Material:
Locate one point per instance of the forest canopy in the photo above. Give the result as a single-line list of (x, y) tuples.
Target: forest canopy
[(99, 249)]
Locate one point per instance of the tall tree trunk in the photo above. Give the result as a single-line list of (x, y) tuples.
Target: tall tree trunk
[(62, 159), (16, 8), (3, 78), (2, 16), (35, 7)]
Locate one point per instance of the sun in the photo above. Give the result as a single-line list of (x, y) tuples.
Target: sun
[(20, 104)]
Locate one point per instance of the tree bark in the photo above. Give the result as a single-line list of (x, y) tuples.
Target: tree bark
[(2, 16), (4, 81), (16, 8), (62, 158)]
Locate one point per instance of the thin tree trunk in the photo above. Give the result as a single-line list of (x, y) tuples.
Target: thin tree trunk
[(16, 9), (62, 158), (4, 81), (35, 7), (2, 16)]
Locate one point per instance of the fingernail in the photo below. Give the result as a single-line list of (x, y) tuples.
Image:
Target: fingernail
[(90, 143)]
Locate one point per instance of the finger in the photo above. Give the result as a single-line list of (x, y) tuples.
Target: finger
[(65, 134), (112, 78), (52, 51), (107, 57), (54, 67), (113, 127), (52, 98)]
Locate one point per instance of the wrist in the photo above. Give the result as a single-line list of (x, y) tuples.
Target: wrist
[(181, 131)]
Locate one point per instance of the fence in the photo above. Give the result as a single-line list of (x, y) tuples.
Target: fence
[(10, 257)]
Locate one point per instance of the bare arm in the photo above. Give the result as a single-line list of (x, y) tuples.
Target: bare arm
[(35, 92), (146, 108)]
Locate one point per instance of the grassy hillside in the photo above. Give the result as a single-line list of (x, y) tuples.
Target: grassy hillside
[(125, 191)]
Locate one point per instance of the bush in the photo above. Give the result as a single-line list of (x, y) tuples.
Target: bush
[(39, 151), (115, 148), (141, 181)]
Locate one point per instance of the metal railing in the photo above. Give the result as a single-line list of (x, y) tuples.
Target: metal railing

Problem statement:
Please reproduce all of the material above word for word, keeping every line unchanged and in the same order.

Exercise result:
Locate one point per instance of the forest canopy in the photo above. Give the result as a single-line list of (x, y) tuples.
Target: forest canopy
[(99, 249)]
Locate one point per instance of the tall tree trunk in the photo above. Give the result as a single-line list of (x, y) tuples.
Target: tall tree trunk
[(62, 159), (16, 8), (3, 78), (2, 16), (35, 7)]
Locate one point per instance of the sun in the photo above. Give the result as a single-line list of (x, y) tuples.
Target: sun
[(20, 104)]
Locate one point per instance of the tree bark in the photo above. Give the result as a single-line list of (x, y) tuples.
Target: tree bark
[(2, 16), (4, 81), (16, 8), (62, 158)]
Locate one point per instance of the thin tree trunk in the photo above. Give the result as a single-line list of (x, y) tuples.
Target: thin tree trunk
[(16, 9), (62, 158), (4, 81), (35, 7), (2, 16)]
Locate one point per instance of the fingernail in the photo below. Give the result as a single-line list of (x, y) tuples.
Image:
Target: fingernail
[(90, 143)]
Locate one point per instance of the finger in the photo above. Give the result as a single-line list of (x, y) tuples.
Target: finger
[(65, 134), (112, 78), (52, 51), (107, 57), (54, 67), (113, 127), (52, 98)]
Locate one point per instance of the wrist in the photo above. Give the result as a single-line list of (x, y) tuples.
Target: wrist
[(181, 131)]
Locate one point per instance of the fence in the photo above. Give the result as a single-line list of (x, y) tuples.
Target: fence
[(10, 257)]
Locate one point per instance of the bare arm in the photo above. Give the result as a single-line list of (x, y) tuples.
Target: bare arm
[(35, 92), (146, 108)]
Locate one point per instance of the grassy hillside in the photo above. Give the result as a single-line list of (x, y) tuples.
Target: grassy hillside
[(125, 191)]
Locate one point per instance of the bush in the photo above. Give the result as a single-line list of (x, y) tuples.
Target: bush
[(39, 151), (115, 148), (141, 181)]
Locate one point per instance of the metal railing in the photo above. Give the result as a single-line list of (x, y) tuples.
Target: metal railing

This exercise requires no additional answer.